**Work instructions**
What you return must match the records below character for character, except that no picture appears.

**Exercise data**
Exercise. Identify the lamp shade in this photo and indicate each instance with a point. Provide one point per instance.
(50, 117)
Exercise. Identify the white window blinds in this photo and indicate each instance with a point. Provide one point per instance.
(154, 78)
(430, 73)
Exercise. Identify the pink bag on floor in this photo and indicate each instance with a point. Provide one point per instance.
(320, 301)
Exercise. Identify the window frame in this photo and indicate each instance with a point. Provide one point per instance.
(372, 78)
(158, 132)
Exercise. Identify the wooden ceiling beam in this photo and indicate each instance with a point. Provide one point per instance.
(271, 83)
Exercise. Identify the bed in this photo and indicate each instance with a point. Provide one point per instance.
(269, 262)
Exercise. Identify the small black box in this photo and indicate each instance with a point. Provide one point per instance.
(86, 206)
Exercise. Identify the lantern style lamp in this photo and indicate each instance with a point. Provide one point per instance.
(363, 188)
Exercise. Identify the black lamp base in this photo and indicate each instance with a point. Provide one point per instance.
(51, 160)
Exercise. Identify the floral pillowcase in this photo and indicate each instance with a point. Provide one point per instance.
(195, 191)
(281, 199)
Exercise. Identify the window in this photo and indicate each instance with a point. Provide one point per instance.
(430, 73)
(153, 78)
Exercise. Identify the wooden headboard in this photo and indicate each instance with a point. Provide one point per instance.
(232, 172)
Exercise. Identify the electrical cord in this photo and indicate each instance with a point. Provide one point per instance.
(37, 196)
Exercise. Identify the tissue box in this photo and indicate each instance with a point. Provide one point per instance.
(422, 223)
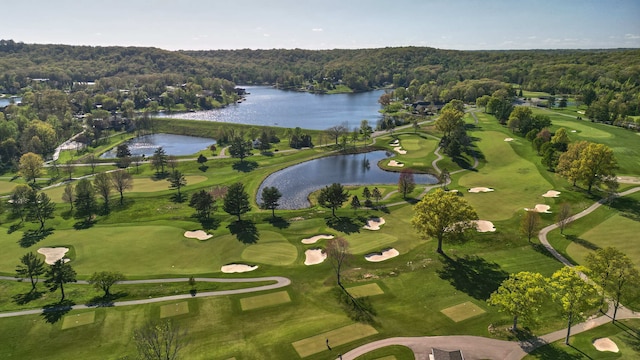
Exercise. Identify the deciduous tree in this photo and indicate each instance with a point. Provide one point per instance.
(85, 200)
(103, 186)
(615, 273)
(30, 166)
(236, 201)
(521, 296)
(159, 341)
(104, 280)
(270, 197)
(574, 295)
(333, 196)
(530, 224)
(406, 182)
(442, 215)
(59, 274)
(121, 181)
(31, 267)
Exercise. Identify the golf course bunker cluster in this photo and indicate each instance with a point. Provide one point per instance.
(237, 268)
(54, 254)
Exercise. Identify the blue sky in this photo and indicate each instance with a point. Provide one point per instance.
(327, 24)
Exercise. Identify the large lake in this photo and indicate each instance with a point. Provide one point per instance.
(268, 106)
(172, 144)
(298, 181)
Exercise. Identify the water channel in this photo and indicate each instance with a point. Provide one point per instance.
(268, 106)
(298, 181)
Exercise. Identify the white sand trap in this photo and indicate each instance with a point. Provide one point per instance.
(53, 254)
(235, 268)
(382, 256)
(314, 256)
(480, 189)
(484, 226)
(551, 193)
(399, 150)
(198, 234)
(315, 239)
(541, 208)
(374, 223)
(605, 344)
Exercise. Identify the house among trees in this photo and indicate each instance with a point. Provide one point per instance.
(437, 354)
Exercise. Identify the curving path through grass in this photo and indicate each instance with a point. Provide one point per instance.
(485, 348)
(280, 282)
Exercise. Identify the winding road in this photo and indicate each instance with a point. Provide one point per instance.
(280, 282)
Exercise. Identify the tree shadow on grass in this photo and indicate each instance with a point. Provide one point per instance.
(22, 299)
(245, 231)
(31, 237)
(52, 313)
(582, 242)
(245, 166)
(345, 224)
(472, 275)
(108, 301)
(278, 222)
(84, 224)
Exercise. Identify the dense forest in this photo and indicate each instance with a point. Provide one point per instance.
(111, 86)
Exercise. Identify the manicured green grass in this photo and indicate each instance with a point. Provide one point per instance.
(365, 290)
(516, 180)
(315, 344)
(462, 311)
(176, 309)
(79, 319)
(260, 301)
(396, 352)
(625, 334)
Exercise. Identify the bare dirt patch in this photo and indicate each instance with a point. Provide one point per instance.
(237, 268)
(198, 234)
(382, 256)
(53, 254)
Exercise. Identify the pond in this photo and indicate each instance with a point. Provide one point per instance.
(172, 144)
(298, 181)
(269, 106)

**Exercise solution**
Exercise. Identify the lamp shade in this photo and indicate each instance with a point. Provide one point per instance.
(50, 117)
Exercise. Identify the white window blinds in this photo and indicate each instance with a point. Provide one point per instance.
(154, 78)
(430, 73)
Exercise. Identify the pink bag on floor in this photo and indicate each instance with a point. Provide one point per instance.
(320, 301)
Exercise. Identify the window frame in this photo and indicate each instance with a point. Provide one point per instance.
(372, 78)
(158, 132)
Exercise. Identify the wooden ceiling beam in this photo and indicate each instance with a point. Provide one point per instance.
(271, 83)
Exercise. Identify the bed in this photo and indicate each instance with a point. Provide one point per instance.
(269, 262)
Exercise. Identify the small black box in this photo and indicate each instance with a point. Provide one point per instance.
(86, 206)
Exercise. Identify the lantern style lamp in this photo and indicate each instance with a point. Provide one point per instance.
(363, 188)
Exercise. Identify the black lamp base in this photo and indicate each instance with a point. Provide one point per instance.
(51, 160)
Exercise. Identify the floral pillowcase in this photo and indicate each instance with a point. Provide one point per instance.
(195, 191)
(281, 199)
Exercise. Identify the window in this photo and indicate each instance with a point. Provide one point per instance.
(430, 73)
(153, 78)
Exercise. Identify the wooden headboard in this photo and indicate each instance with a point. Provide one point per instance.
(232, 172)
Exercise. Identify the electrical cord in this photo and indicate each instance with a point. Provide one point per instance.
(37, 196)
Exercise. Identify the tissue box in this photo and indicate each instance with a point. Provide one point per instance.
(422, 223)
Exercise. Identify the deciduous tree in this photo and indicate each instance with a point. Provide one point per instance.
(85, 200)
(103, 186)
(615, 273)
(30, 166)
(236, 201)
(521, 296)
(159, 341)
(104, 280)
(270, 197)
(574, 295)
(333, 196)
(530, 224)
(406, 182)
(442, 215)
(59, 274)
(121, 181)
(31, 267)
Exercise. Identify the golf course bunker cluster in this photo and indicate each instance with a point. Provide one point per instance.
(237, 268)
(54, 254)
Exercise. Identify the blue sky in this photo and indicate each instance with a point. Provide one point per instance.
(327, 24)
Exercise. Identify the large lake in this photo and indicate each instance with a point. Provide one point per instance.
(268, 106)
(172, 144)
(298, 181)
Exercise. Identify the water channel in this photo and indicate each instance with a point. Provide one point per instance.
(268, 106)
(298, 181)
Exercise. Identify the white sand trap in this photo and indicate each instance with a point. Provide one point per instance.
(53, 254)
(235, 268)
(382, 256)
(314, 256)
(480, 189)
(484, 226)
(551, 193)
(399, 150)
(198, 234)
(315, 239)
(541, 208)
(374, 223)
(605, 344)
Exercise. Identify the house among trees in this photo and indicate each instance with a point. Provide one point per instance.
(437, 354)
Exercise. Identify the curving path through grass in this photo and indicate each instance with a point. Provide one point per instance.
(485, 348)
(280, 282)
Exercise. Identify the winding road in this photo and indicate each instance with a point. Provide one point per instance.
(280, 282)
Exercise. Identify the tree shadow on grass in this photo and indicate each instance with a point. Provide one point per instance.
(22, 299)
(245, 231)
(31, 237)
(52, 313)
(582, 242)
(245, 166)
(345, 224)
(472, 275)
(108, 301)
(278, 222)
(84, 224)
Exercise. Identify the dense forest in this photo and indicate each instance with a point. Provide one point per instance.
(111, 86)
Exercise. Identify the manicured green grass in this photo and indicate each instance with a point. Provide one point per instance.
(365, 290)
(516, 180)
(315, 344)
(462, 311)
(176, 309)
(79, 319)
(260, 301)
(396, 352)
(625, 334)
Exercise. Identify the bare dirt patch in this photo and indicate each instance with a point. Provide one point per instance.
(237, 268)
(198, 234)
(382, 256)
(53, 254)
Exercise. Identify the pond in this photo and indicate each instance with a point. Provide one point per instance.
(172, 144)
(298, 181)
(269, 106)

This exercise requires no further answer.